- Opening Delimiter -
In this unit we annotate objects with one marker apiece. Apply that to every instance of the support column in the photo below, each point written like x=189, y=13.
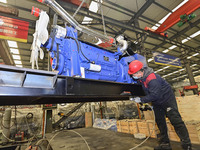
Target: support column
x=187, y=66
x=190, y=75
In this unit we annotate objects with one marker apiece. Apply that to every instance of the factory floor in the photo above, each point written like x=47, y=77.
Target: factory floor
x=99, y=139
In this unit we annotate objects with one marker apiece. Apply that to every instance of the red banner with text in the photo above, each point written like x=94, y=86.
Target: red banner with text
x=13, y=29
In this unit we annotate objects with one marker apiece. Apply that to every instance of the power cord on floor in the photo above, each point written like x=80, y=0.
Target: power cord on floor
x=68, y=131
x=149, y=134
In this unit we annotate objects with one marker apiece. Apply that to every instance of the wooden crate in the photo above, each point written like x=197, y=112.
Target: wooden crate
x=148, y=115
x=193, y=130
x=127, y=126
x=88, y=119
x=189, y=107
x=153, y=130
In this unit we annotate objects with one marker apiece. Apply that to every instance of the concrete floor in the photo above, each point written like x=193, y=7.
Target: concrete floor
x=99, y=139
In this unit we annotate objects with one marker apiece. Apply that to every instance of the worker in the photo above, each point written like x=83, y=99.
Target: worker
x=160, y=93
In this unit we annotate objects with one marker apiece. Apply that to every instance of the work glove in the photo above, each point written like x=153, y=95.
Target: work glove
x=136, y=99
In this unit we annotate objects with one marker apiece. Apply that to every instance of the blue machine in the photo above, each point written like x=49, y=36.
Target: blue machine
x=71, y=57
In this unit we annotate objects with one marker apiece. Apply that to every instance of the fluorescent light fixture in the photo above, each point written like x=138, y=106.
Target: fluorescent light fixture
x=165, y=51
x=196, y=71
x=93, y=6
x=185, y=40
x=195, y=34
x=181, y=4
x=176, y=71
x=3, y=1
x=166, y=67
x=18, y=62
x=193, y=65
x=18, y=65
x=195, y=54
x=150, y=59
x=12, y=44
x=172, y=47
x=164, y=18
x=155, y=26
x=14, y=51
x=16, y=57
x=87, y=20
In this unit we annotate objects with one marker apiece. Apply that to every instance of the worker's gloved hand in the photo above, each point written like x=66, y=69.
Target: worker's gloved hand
x=136, y=99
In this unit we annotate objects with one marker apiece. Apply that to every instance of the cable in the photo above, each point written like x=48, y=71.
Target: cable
x=69, y=131
x=78, y=8
x=149, y=134
x=104, y=28
x=79, y=48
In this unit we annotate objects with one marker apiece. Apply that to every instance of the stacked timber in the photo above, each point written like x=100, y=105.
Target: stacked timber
x=134, y=126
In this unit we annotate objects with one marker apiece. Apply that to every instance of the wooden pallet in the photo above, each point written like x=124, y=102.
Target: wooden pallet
x=135, y=126
x=193, y=130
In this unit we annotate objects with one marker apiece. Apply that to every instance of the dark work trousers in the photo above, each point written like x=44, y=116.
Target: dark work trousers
x=170, y=110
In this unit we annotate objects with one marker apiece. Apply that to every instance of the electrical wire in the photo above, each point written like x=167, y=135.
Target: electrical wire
x=68, y=131
x=104, y=28
x=78, y=8
x=79, y=48
x=149, y=134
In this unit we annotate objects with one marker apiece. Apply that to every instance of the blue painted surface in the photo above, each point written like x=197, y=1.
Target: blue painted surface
x=71, y=60
x=166, y=59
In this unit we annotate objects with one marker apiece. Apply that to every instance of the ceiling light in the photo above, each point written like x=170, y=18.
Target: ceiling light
x=86, y=20
x=93, y=6
x=16, y=57
x=12, y=44
x=195, y=54
x=18, y=65
x=166, y=67
x=195, y=34
x=172, y=47
x=164, y=18
x=185, y=40
x=14, y=51
x=193, y=65
x=18, y=62
x=150, y=59
x=165, y=51
x=181, y=4
x=3, y=1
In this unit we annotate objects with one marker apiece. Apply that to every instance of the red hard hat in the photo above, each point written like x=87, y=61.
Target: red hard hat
x=135, y=66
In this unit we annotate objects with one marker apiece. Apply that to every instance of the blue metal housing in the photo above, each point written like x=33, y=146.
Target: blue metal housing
x=77, y=58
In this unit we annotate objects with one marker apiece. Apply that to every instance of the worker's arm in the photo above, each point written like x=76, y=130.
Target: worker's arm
x=154, y=88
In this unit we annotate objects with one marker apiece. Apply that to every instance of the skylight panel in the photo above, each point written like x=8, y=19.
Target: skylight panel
x=195, y=34
x=165, y=51
x=3, y=1
x=195, y=54
x=164, y=18
x=14, y=51
x=150, y=59
x=172, y=47
x=181, y=4
x=16, y=57
x=12, y=44
x=18, y=65
x=87, y=20
x=93, y=6
x=18, y=62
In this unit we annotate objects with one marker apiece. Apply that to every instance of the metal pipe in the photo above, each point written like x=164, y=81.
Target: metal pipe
x=6, y=125
x=68, y=18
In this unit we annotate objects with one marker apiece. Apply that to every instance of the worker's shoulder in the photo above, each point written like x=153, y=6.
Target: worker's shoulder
x=150, y=77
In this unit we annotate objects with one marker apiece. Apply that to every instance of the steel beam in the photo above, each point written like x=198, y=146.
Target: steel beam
x=20, y=86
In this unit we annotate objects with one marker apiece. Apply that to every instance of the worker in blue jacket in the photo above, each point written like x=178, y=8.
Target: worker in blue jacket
x=160, y=93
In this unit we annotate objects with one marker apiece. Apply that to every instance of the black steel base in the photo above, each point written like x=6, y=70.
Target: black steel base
x=42, y=87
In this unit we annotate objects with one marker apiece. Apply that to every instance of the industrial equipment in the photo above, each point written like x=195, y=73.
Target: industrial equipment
x=82, y=71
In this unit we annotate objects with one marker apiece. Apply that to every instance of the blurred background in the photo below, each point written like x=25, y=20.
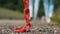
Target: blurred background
x=13, y=9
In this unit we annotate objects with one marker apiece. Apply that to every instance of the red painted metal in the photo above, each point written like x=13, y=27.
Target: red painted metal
x=27, y=25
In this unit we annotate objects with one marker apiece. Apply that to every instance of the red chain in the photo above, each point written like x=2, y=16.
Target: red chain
x=27, y=25
x=26, y=9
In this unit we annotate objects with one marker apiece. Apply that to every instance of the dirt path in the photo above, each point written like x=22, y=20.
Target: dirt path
x=7, y=26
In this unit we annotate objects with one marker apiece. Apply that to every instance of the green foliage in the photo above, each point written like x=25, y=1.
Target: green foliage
x=56, y=17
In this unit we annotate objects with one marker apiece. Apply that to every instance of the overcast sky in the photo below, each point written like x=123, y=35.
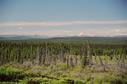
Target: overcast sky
x=63, y=17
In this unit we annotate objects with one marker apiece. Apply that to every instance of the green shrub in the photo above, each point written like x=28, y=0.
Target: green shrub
x=9, y=73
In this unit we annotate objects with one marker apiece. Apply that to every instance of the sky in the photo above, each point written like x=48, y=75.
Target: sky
x=63, y=17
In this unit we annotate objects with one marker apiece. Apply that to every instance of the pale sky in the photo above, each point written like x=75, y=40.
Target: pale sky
x=63, y=17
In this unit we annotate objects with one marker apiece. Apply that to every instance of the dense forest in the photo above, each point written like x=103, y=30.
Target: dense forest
x=73, y=61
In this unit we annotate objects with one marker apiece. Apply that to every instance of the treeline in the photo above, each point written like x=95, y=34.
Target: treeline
x=51, y=52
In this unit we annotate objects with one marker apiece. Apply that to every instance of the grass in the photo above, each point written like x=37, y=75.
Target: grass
x=61, y=74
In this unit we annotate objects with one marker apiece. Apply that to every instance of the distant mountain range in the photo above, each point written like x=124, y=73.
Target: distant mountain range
x=30, y=37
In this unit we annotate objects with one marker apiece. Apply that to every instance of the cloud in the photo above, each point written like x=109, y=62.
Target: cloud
x=64, y=23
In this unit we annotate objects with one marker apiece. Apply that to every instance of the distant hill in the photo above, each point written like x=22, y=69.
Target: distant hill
x=115, y=39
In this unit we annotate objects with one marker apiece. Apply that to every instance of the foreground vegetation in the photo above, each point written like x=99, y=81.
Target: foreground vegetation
x=62, y=62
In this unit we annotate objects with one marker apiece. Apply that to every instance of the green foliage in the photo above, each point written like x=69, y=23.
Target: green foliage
x=9, y=73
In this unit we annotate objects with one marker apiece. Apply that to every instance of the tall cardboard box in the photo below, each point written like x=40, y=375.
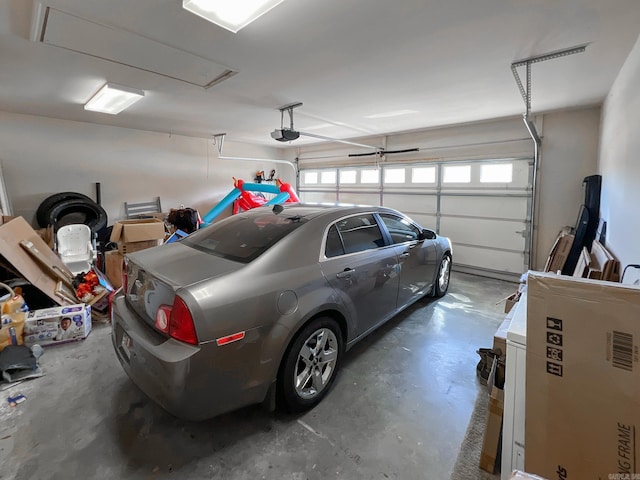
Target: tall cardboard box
x=583, y=378
x=113, y=267
x=559, y=252
x=134, y=235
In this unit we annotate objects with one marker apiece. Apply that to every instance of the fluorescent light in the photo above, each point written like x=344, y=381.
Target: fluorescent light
x=230, y=14
x=113, y=99
x=395, y=113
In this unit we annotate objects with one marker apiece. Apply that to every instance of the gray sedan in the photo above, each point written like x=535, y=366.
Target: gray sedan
x=261, y=306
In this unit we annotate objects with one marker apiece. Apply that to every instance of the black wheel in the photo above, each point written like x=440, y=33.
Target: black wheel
x=441, y=284
x=72, y=211
x=310, y=365
x=42, y=214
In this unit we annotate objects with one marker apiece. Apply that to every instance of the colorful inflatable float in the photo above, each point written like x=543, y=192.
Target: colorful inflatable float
x=246, y=196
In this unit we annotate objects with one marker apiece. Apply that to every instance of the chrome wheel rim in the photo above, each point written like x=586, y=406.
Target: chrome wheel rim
x=316, y=363
x=445, y=272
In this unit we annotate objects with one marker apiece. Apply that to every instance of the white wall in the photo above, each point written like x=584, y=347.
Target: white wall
x=619, y=162
x=569, y=153
x=42, y=156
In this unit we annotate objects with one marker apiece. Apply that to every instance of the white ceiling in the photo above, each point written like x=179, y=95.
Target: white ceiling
x=446, y=62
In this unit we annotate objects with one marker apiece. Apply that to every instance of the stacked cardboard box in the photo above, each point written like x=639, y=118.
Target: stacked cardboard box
x=134, y=235
x=582, y=378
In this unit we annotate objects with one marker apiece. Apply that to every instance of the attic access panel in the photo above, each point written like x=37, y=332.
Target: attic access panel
x=63, y=30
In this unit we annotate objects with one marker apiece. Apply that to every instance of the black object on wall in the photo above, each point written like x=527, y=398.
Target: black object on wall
x=587, y=224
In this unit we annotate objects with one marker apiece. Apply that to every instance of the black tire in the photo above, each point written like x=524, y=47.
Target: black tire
x=321, y=365
x=72, y=211
x=442, y=280
x=42, y=214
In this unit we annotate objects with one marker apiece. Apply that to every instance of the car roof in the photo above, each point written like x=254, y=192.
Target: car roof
x=310, y=211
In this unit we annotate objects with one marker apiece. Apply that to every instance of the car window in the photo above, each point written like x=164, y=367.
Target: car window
x=400, y=229
x=243, y=238
x=357, y=233
x=333, y=246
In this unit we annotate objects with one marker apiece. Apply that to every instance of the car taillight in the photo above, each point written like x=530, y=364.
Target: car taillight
x=124, y=275
x=176, y=321
x=162, y=318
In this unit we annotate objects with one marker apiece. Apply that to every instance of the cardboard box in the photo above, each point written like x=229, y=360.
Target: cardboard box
x=582, y=377
x=113, y=267
x=56, y=325
x=127, y=231
x=493, y=430
x=500, y=337
x=559, y=252
x=130, y=247
x=510, y=302
x=518, y=475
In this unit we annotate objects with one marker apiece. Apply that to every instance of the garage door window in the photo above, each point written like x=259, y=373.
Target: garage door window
x=423, y=175
x=328, y=177
x=457, y=174
x=394, y=175
x=369, y=175
x=496, y=173
x=310, y=178
x=347, y=177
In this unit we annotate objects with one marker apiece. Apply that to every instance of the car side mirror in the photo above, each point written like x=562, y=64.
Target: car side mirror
x=427, y=234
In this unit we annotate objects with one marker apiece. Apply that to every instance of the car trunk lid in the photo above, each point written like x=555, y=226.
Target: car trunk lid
x=152, y=279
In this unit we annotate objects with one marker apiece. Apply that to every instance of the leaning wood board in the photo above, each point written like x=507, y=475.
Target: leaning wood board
x=16, y=230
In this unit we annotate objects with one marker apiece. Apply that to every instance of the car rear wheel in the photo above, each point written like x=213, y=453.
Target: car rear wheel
x=444, y=275
x=311, y=364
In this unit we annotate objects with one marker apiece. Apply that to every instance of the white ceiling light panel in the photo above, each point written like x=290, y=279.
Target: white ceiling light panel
x=230, y=14
x=113, y=99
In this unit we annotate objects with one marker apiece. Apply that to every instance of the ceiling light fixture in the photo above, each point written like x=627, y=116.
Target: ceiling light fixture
x=230, y=14
x=394, y=113
x=113, y=99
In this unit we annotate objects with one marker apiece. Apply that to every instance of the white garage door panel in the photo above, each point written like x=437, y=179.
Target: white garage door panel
x=360, y=198
x=411, y=204
x=487, y=233
x=494, y=207
x=317, y=197
x=425, y=221
x=486, y=220
x=488, y=259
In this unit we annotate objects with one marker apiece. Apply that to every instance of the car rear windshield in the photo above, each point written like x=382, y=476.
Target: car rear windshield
x=243, y=238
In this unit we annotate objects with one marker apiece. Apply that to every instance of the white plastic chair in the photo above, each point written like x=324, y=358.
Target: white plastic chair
x=75, y=247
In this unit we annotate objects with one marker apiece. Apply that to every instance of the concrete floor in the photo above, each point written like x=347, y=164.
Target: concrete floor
x=399, y=409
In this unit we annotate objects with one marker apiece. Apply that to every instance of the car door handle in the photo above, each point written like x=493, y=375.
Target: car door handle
x=346, y=273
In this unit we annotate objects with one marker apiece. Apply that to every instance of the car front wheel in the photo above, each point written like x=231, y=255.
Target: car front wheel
x=444, y=275
x=311, y=364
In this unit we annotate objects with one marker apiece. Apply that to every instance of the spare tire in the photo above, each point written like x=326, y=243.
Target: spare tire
x=43, y=212
x=76, y=210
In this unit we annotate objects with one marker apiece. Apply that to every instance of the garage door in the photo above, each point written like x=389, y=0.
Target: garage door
x=484, y=206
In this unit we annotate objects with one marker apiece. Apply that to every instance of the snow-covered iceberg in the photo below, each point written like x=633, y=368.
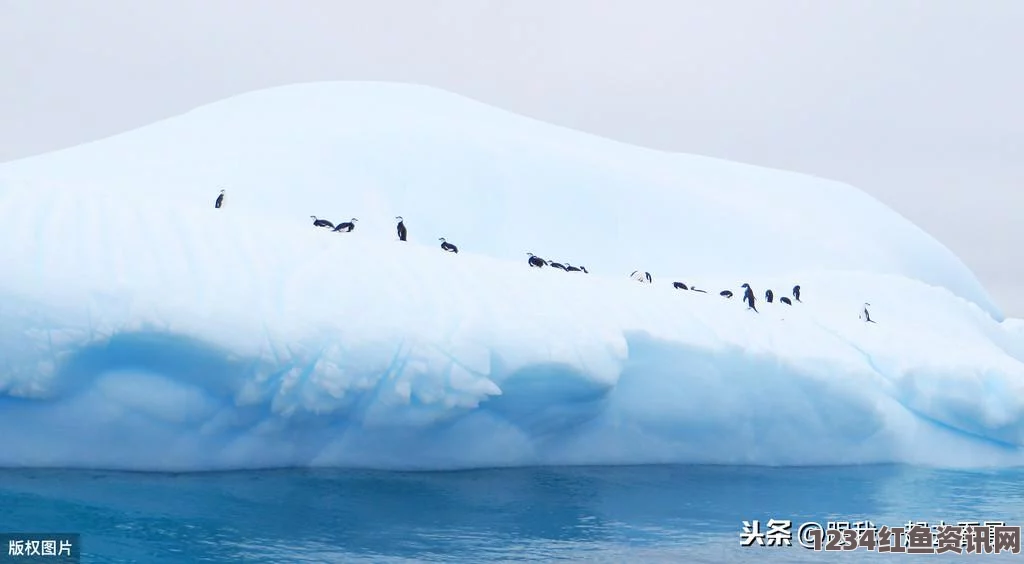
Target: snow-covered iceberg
x=142, y=329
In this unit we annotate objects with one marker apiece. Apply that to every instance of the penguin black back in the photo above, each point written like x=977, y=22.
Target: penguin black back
x=402, y=231
x=322, y=222
x=346, y=226
x=448, y=246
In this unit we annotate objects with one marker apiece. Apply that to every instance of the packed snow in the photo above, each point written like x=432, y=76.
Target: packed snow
x=140, y=328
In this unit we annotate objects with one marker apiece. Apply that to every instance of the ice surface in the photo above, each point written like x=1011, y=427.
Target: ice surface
x=142, y=329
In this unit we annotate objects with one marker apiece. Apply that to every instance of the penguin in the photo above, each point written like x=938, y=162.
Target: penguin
x=641, y=276
x=749, y=297
x=402, y=231
x=322, y=222
x=866, y=315
x=346, y=226
x=445, y=246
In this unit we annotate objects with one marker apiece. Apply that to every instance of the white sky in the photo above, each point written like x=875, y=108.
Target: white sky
x=921, y=103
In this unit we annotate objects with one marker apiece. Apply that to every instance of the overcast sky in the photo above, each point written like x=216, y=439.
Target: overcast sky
x=920, y=103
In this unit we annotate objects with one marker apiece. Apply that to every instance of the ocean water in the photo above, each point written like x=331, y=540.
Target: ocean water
x=617, y=514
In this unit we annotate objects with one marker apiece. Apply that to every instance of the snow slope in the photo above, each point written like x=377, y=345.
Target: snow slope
x=141, y=329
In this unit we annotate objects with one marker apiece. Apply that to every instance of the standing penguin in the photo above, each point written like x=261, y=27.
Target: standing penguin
x=641, y=276
x=866, y=315
x=402, y=231
x=448, y=246
x=749, y=297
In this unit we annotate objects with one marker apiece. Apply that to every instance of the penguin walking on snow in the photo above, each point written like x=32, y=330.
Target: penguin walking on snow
x=749, y=297
x=402, y=231
x=448, y=246
x=322, y=223
x=641, y=276
x=866, y=315
x=346, y=226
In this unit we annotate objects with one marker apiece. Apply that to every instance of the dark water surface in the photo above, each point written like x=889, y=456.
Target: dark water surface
x=619, y=514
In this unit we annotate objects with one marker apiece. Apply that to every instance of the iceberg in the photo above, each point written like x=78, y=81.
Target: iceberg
x=142, y=329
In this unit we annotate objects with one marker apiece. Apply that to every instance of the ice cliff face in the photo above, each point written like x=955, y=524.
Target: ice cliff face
x=140, y=328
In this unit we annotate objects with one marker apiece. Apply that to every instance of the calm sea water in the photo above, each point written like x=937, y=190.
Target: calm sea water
x=626, y=514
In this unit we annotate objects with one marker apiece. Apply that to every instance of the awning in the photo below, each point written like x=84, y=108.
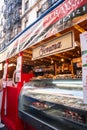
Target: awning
x=55, y=21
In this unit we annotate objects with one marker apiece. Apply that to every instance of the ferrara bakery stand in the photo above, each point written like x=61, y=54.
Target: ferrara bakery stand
x=44, y=71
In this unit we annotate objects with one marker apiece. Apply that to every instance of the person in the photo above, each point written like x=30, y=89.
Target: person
x=1, y=95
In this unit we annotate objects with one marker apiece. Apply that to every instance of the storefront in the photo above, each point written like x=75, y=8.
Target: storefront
x=52, y=48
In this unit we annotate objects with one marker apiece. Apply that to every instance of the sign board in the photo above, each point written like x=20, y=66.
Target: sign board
x=83, y=39
x=19, y=69
x=61, y=44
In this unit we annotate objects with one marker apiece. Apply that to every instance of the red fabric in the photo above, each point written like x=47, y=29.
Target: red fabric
x=12, y=120
x=27, y=77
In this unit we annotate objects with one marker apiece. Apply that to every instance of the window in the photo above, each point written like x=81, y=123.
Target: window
x=26, y=5
x=39, y=12
x=45, y=6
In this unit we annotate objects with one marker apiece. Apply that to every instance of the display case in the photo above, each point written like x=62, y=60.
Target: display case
x=53, y=104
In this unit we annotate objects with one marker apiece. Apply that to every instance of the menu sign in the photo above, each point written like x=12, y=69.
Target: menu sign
x=61, y=44
x=83, y=39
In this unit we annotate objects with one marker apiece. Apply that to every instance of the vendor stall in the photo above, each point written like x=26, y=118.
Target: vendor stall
x=53, y=99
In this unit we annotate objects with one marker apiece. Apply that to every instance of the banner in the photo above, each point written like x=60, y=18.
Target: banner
x=83, y=39
x=63, y=16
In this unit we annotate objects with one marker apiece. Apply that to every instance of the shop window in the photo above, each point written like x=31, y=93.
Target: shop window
x=26, y=5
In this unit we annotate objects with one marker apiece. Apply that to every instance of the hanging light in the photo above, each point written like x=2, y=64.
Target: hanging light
x=52, y=61
x=62, y=60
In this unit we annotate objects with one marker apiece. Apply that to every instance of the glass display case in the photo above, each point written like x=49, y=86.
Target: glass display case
x=53, y=104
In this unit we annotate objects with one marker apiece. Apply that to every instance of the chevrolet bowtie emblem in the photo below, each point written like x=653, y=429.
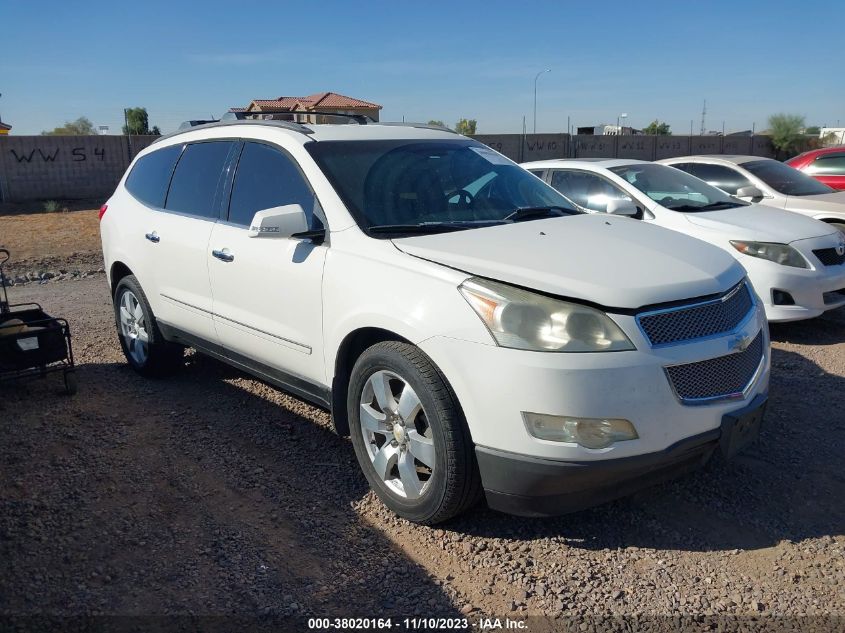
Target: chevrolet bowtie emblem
x=740, y=343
- Closing Delimiter -
> _Exercise brief_
With the first line being the one containing "like x=938, y=162." and the last line the one containing "like x=216, y=439.", transcribe exactly the lines above that fall in that range.

> _The answer_
In this unit we annotate objects with one marker apiece. Apply that to every instance of the penguin in the photo above, each point written like x=938, y=162.
Target: penguin
x=641, y=276
x=749, y=297
x=402, y=231
x=322, y=222
x=866, y=315
x=346, y=226
x=445, y=246
In this unit we annotate objects with one marker apiece. Apply that to every instance of the white sky in the photo above, each point written like x=875, y=108.
Target: white sky
x=921, y=103
In this unit we annotate objects with one marker apiece. Apply that to every instance of the overcast sky in the photo above, each point written like x=216, y=439.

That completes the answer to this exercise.